**SOURCE EXTRACT:**
- - - - -
A sour fog settled over the Republican Party during the primary season. Several plausible candidates decided not to run for president, and the whole conversation ended up tainted by various political circus acts.
The GOP did its best to appear unattractive. It had trouble talking the language of compassion. It seemed to regard reasonable political compromise as an act of dishonor. It offered little for struggling Americans except that government would leave them alone.
The Obama campaign took advantage. President Barack Obama could have run against Mitt Romney by calling him a flip-flopper. Instead, the president tapped into the GOP gestalt and accused him of being a soulless ideologue or the tool of ideologues. Judging by how the president was prepared for Wednesday's debate, Obama's staff apparently believed that that charge was actually true.
But, on Wednesday night, Romney finally emerged from the fog. He broke with the stereotypes of his party and, at long last, began the process of offering a more authentic version of himself.
Far from being a lackey to the rich, Romney vowed that rich people will not see tax bills go down under a Romney administration. He attacked Obama for giving a "kiss to New York banks." Instead, he focused relentlessly on job creation for the middle class, which, he noted, has seen incomes fall by $4,300 under this president while gas prices have doubled and health care costs have surged.
Far from being an individualistic, social Darwinist, Romney spoke comfortably about compassion and shared destinies: "We're a nation that believes that we're all children of the same God, and we care for those that have difficulties, those that are elderly and have problems and challenges, those that are disabled."
- - - - -
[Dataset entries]
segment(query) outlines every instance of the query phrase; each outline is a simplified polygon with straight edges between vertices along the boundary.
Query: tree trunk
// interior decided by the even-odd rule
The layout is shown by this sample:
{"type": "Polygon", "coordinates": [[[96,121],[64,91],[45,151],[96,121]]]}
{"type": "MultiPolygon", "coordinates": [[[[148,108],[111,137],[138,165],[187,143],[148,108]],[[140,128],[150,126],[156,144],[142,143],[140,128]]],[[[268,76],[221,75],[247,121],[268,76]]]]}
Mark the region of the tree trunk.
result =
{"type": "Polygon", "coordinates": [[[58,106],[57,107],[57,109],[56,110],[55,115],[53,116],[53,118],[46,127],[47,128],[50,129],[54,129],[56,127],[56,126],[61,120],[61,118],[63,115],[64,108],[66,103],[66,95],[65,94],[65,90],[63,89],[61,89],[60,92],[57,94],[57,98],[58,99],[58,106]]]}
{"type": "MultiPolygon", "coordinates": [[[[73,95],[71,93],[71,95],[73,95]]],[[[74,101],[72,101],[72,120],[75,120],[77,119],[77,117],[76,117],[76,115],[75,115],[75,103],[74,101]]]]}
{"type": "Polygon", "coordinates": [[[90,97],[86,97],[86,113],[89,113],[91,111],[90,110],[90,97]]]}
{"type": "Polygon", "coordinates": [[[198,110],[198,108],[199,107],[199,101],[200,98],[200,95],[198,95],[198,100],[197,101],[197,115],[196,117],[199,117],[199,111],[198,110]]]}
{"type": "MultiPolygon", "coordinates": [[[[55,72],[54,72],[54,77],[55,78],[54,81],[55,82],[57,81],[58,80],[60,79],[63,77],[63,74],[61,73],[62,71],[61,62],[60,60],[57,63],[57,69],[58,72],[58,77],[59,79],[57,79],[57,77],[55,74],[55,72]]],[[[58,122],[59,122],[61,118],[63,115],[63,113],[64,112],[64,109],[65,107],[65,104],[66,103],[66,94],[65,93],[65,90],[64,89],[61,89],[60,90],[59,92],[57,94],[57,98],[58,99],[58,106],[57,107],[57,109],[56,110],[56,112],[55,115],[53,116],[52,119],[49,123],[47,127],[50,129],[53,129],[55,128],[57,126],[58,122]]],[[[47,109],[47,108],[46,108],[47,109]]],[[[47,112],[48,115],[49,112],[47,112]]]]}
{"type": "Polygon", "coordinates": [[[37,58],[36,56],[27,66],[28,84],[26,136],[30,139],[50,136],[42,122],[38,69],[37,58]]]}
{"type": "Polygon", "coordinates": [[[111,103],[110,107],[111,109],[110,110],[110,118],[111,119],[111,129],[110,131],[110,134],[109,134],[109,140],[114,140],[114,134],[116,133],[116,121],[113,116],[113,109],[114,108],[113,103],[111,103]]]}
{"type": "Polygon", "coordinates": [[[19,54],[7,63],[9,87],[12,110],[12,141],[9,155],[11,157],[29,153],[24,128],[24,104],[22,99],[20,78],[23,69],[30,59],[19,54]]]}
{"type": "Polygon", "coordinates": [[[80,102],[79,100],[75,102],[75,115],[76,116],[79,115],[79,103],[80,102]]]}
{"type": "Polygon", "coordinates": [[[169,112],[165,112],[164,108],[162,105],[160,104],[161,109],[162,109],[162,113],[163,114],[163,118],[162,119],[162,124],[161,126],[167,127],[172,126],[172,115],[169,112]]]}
- - - - -
**WORK TO COMPLETE:**
1. List the economic changes that, according to the debate commentary, Romney noted the middle class has seen under this president.
2. In the debate commentary, retype the passage that begins with the words "A sour fog settled" and ends with "political circus acts.".

**ANSWERS TO THIS EXERCISE:**
1.
- Incomes fell by $4,300.
- Gas prices doubled.
- Health care costs surged.

2.
A sour fog settled over the Republican Party during the primary season. Several plausible candidates decided not to run for president, and the whole conversation ended up tainted by various political circus acts.